Yapılacak işler:
1. Alıntıya göre şu soruları yanıtlayın:
(a) Sinema kaçıncı sanat olarak nitelendiriliyor?
(b) Awakenings filmi hangi yılın yapımı?
(c) Awakenings filminin IMDB puanı kaç?
2. Alıntıda "Sanat, iz bırakmalı." ile "ortalamayı yükselteceğimizden eminiz." arasındaki bölümü, bu ifadeler de dahil olmak üzere, hiçbir değişiklik yapmadan yazıya dökün.

Alıntı:

▼▼▼

Sanat, iz bırakmalı. Bu görüşü kabul edenlerdenseniz yedinci sanat olarak nitelendirilen sinemada da iz bırakan filmler arayışında olmanız oldukça muhtemel. Neyse ki bu arayışımıza cevap verebilecek yüzlerce yapım var. Senaryo yazarları, yönetmenler veya oyuncular, izleyicisinde şok etkisi yaratacak filmler çekmekte her geçen gün daha da ustalaşıyor. O halde gelin, izledikten sonra etkisinden çıkılmayan filmler hangileriymiş; tekrar hatırlayalım…
Awakenings (1990) | IMDB: 7.8
Öncelikle bu muhteşem filme, 7.8 gibi vasat üstü bir puan vermekle yetinen sayın IMDB kullanıcılarını kınıyoruz. Ancak size güvenimiz tam! Filmi izledikten sonra vereceğiniz yüksek puanlarla bu ortalamayı yükselteceğimizden eminiz.

▲▲▲

Veri kayıtları
▼▼▼

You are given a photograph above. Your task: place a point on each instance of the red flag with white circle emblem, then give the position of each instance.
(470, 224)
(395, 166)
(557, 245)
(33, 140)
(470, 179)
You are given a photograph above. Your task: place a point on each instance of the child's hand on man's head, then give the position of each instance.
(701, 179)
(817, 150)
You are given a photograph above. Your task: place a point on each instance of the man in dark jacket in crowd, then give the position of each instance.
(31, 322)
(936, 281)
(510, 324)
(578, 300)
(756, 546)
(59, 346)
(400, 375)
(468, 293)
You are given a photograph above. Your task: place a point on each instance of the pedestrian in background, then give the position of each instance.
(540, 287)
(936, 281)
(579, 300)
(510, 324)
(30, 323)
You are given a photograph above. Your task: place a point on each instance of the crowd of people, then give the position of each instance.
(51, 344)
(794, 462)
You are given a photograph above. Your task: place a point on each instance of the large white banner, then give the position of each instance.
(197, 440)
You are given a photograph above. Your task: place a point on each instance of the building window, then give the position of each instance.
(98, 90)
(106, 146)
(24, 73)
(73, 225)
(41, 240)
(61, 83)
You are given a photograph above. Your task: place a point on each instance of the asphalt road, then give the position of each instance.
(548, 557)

▲▲▲

Yanıtlar:
1.
(a) Yedinci sanat.
(b) 1990.
(c) 7.8.

2.
Sanat, iz bırakmalı. Bu görüşü kabul edenlerdenseniz yedinci sanat olarak nitelendirilen sinemada da iz bırakan filmler arayışında olmanız oldukça muhtemel. Neyse ki bu arayışımıza cevap verebilecek yüzlerce yapım var. Senaryo yazarları, yönetmenler veya oyuncular, izleyicisinde şok etkisi yaratacak filmler çekmekte her geçen gün daha da ustalaşıyor. O halde gelin, izledikten sonra etkisinden çıkılmayan filmler hangileriymiş; tekrar hatırlayalım…
Awakenings (1990) | IMDB: 7.8
Öncelikle bu muhteşem filme, 7.8 gibi vasat üstü bir puan vermekle yetinen sayın IMDB kullanıcılarını kınıyoruz. Ancak size güvenimiz tam! Filmi izledikten sonra vereceğiniz yüksek puanlarla bu ortalamayı yükselteceğimizden eminiz.